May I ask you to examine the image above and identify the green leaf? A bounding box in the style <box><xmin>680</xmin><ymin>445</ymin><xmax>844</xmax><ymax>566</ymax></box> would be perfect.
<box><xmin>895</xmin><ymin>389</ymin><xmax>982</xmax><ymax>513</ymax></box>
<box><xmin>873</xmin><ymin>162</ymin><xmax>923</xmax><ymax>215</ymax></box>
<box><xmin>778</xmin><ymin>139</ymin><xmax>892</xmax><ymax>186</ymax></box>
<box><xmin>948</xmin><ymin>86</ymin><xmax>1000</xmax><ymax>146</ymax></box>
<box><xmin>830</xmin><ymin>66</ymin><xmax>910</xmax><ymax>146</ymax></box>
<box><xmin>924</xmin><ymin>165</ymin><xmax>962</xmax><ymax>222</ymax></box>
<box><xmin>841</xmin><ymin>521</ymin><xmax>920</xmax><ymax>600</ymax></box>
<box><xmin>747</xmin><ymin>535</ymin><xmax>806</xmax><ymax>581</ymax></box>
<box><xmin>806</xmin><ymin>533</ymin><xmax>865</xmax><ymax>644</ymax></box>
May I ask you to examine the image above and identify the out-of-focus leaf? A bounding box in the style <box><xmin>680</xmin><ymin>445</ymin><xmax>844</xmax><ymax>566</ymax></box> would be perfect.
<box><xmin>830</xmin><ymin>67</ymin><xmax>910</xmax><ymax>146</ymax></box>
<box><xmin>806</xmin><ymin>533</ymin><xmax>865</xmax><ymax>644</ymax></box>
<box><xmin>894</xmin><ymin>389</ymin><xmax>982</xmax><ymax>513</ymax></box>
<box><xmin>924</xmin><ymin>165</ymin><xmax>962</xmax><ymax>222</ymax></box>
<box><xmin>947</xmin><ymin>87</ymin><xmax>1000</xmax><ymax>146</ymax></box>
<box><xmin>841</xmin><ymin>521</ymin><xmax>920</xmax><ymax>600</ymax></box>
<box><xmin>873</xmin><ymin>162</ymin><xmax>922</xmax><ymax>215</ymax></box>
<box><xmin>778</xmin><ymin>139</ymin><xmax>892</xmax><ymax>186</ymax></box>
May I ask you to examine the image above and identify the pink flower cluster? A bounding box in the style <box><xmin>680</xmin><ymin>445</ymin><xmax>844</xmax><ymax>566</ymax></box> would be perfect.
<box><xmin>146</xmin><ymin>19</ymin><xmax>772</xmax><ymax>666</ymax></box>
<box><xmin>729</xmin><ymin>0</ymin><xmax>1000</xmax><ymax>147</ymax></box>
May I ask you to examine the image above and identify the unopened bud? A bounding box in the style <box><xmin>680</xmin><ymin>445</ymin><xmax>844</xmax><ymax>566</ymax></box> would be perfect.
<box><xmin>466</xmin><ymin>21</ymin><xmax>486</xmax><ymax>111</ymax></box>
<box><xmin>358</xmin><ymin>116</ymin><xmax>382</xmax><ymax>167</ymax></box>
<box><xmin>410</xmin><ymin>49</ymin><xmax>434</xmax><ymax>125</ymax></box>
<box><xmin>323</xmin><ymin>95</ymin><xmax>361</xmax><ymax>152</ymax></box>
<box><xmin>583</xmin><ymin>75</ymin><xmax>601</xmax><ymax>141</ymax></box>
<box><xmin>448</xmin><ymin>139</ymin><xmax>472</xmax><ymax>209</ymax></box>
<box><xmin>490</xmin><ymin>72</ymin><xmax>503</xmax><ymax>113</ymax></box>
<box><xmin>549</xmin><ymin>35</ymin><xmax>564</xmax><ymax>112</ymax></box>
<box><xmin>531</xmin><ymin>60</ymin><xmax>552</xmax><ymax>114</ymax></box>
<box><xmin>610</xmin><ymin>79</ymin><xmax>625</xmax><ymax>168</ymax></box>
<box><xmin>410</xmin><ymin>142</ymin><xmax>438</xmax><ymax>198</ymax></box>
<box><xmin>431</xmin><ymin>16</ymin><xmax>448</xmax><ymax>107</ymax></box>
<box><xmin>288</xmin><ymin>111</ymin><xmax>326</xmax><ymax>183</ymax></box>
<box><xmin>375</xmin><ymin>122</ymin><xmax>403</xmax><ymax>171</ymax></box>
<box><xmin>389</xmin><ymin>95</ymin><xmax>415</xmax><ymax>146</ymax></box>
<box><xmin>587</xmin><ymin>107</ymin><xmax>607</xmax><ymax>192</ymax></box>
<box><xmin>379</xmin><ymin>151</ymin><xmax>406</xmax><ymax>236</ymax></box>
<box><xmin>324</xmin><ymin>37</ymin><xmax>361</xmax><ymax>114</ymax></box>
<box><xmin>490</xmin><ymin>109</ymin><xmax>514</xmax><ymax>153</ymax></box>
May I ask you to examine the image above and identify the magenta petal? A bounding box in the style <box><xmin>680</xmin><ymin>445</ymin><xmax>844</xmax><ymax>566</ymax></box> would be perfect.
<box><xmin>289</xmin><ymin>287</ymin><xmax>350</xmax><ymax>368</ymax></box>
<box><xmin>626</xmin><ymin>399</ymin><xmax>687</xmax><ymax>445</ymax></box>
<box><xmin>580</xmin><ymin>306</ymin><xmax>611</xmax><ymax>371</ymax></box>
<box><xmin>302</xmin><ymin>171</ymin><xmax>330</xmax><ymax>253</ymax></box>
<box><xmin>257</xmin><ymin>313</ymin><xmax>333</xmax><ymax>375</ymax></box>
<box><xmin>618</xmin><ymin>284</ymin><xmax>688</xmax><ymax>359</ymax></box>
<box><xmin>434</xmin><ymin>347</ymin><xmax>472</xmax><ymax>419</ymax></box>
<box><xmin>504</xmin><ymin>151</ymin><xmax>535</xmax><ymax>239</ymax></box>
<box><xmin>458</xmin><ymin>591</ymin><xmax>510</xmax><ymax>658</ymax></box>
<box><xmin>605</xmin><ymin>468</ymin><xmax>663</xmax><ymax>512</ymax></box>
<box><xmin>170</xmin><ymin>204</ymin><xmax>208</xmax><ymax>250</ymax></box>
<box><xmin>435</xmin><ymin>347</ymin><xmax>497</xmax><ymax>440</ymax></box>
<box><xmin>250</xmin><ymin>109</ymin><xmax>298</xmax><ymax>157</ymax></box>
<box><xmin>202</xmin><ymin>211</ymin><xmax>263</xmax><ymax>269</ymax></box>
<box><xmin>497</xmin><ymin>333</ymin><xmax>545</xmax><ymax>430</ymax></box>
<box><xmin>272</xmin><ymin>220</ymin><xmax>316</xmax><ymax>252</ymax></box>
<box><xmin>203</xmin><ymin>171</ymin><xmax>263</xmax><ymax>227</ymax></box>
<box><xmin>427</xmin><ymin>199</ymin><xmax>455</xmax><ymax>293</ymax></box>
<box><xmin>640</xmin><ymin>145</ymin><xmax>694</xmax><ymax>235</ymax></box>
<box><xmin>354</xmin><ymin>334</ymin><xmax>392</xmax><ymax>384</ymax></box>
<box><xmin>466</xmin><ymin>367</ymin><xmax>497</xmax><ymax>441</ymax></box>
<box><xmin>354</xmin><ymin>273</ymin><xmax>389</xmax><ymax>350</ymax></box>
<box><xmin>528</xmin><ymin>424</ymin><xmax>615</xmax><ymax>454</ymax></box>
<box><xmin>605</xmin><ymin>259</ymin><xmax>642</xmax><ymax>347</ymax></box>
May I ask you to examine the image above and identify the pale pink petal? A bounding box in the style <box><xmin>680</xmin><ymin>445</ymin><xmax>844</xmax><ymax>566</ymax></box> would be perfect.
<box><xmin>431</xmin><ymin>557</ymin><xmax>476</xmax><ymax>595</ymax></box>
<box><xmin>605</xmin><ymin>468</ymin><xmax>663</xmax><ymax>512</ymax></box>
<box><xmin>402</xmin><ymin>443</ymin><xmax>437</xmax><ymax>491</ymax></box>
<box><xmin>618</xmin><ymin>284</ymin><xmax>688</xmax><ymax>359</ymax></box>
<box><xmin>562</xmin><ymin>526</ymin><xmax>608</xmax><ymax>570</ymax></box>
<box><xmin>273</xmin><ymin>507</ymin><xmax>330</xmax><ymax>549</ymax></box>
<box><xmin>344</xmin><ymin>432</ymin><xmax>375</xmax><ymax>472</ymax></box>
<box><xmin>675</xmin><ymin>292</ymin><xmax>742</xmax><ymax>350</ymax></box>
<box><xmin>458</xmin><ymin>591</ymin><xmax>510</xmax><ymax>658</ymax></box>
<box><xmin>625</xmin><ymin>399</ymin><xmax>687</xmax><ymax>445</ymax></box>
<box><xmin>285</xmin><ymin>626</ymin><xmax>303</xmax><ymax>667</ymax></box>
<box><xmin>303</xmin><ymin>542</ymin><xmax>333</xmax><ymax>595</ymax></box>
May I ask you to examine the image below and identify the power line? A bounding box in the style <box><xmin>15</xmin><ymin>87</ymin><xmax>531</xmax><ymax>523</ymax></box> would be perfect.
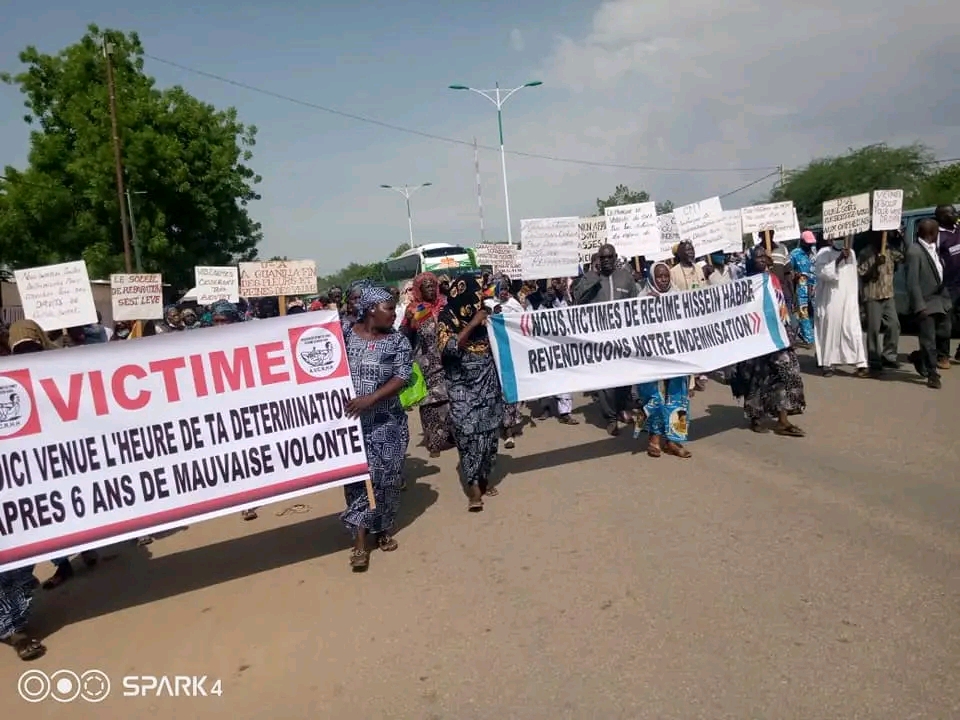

- - -

■ **ZU ERLEDIGENDE AUFGABE**
Suche in den obigen Datensätzen alle Zeilen heraus, die das Wort „pink“ enthalten, und gib jede dieser Zeilen vollständig wieder.

■ **AUSGEARBEITETE LÖSUNG**
May I ask you to examine the image above and identify the pink flower cluster? A bounding box in the style <box><xmin>680</xmin><ymin>445</ymin><xmax>844</xmax><ymax>566</ymax></box> would be perfect.
May I ask you to examine the image above and identify the pale pink petal? A bounding box in the style <box><xmin>680</xmin><ymin>445</ymin><xmax>844</xmax><ymax>566</ymax></box> would be perfect.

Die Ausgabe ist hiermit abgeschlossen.